EXERCISE INSTRUCTIONS: Which lines of the data below hold "beanie"? Copy each of them.

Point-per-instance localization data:

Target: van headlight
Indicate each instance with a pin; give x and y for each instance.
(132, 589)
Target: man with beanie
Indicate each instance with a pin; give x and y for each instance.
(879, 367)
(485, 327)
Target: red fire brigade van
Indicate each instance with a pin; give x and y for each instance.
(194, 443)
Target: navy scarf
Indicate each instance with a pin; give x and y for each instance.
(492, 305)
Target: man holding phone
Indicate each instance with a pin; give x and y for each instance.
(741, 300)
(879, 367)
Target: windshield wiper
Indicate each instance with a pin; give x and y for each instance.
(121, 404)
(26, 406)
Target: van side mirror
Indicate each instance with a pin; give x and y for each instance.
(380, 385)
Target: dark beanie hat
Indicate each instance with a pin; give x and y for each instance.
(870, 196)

SOLUTION TO THE PROBLEM:
Target: man with beanie
Target: dark beanie hat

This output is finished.